TEXT TO READ »
Running the Apache Beam samples on Google Cloud Dataflow

Prerequisites

We’ll start by preparing a Google Cloud project, enabling the required apis, a service account and a Google Cloud Storage bucket.

Head over to the Google Cloud Console and create a project.

Create new Google Cloud project

Next, make sure your project is selected and, go to "APIs & Services" and enable Google Cloud Storage API and Google Dataflow API.

GCP - enable APIs and services

In the "Credentials" tab of the Google Dataflow API home screen, you’ll see the service account that was created after you enabled the API. You’ll need this service account later on.

Next, we’ll need to create a Google Cloud Storage bucket. Go to the Google Cloud Storage page for your project and create a bucket. we created a bucket "apache-beam-hop" in the "europe-west1 (Belgium)" region. All other settings can be left to the defaults.

ENTRIES PROVIDED »
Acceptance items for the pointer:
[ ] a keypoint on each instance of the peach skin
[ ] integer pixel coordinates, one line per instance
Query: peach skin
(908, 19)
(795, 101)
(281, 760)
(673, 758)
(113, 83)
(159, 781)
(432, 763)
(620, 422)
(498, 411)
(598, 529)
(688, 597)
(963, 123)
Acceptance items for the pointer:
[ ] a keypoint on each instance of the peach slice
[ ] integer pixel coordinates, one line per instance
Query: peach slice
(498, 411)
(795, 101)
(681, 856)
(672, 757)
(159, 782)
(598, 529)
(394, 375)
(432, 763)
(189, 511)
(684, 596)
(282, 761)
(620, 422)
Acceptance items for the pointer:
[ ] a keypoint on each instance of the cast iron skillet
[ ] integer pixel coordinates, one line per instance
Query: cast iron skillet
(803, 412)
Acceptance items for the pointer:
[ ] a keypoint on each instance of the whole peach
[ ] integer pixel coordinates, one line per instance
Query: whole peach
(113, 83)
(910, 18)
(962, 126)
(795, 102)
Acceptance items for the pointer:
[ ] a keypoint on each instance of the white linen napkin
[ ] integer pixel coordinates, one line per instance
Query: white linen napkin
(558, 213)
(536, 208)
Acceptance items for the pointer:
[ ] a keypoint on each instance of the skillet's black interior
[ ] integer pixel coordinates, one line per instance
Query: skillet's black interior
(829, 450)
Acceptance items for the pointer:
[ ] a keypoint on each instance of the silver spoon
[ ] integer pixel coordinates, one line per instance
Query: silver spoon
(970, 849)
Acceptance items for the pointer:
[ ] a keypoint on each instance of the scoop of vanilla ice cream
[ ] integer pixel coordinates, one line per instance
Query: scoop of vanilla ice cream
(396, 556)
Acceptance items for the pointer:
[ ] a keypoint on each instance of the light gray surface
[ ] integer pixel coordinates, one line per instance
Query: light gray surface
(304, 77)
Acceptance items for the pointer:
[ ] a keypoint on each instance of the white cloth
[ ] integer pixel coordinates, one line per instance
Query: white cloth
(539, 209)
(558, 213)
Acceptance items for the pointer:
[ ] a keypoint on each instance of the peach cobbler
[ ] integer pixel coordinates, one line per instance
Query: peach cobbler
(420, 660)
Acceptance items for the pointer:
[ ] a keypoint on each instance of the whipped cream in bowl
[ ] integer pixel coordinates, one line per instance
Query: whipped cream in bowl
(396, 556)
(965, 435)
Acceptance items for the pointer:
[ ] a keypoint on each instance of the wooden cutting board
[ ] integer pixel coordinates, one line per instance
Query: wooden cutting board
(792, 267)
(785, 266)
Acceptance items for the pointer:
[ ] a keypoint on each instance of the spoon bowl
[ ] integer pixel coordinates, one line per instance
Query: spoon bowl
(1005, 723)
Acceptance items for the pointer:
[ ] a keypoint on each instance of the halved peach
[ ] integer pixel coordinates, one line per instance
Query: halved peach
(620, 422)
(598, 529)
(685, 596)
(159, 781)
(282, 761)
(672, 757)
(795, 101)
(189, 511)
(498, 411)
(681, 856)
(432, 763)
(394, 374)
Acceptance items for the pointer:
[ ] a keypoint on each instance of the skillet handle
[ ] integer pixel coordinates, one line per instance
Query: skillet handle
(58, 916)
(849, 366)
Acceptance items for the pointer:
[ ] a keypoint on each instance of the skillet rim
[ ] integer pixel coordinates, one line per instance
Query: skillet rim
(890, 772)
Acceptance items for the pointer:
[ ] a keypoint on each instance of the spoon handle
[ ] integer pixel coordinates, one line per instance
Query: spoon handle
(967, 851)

DIRECTIONS »
**A.** Write out the passage of the Dataflow setup text between "GCP - enable" and "to the defaults.", inclusive.
**B.** Answer from the Dataflow setup text:
(i) Which two APIs must be enabled under "APIs & Services"?
(ii) In which tab of the Google Dataflow API home screen does the service account appear?
(iii) What bucket name and region were used?
The data has no connection to the Dataflow setup text.

SOLUTIONS TO THE PROBLEMS »
**A.**
GCP - enable APIs and services

In the "Credentials" tab of the Google Dataflow API home screen, you’ll see the service account that was created after you enabled the API. You’ll need this service account later on.

Next, we’ll need to create a Google Cloud Storage bucket. Go to the Google Cloud Storage page for your project and create a bucket. we created a bucket "apache-beam-hop" in the "europe-west1 (Belgium)" region. All other settings can be left to the defaults.

**B.**
(i) Google Cloud Storage API and Google Dataflow API
(ii) The "Credentials" tab
(iii) "apache-beam-hop" in the "europe-west1 (Belgium)" region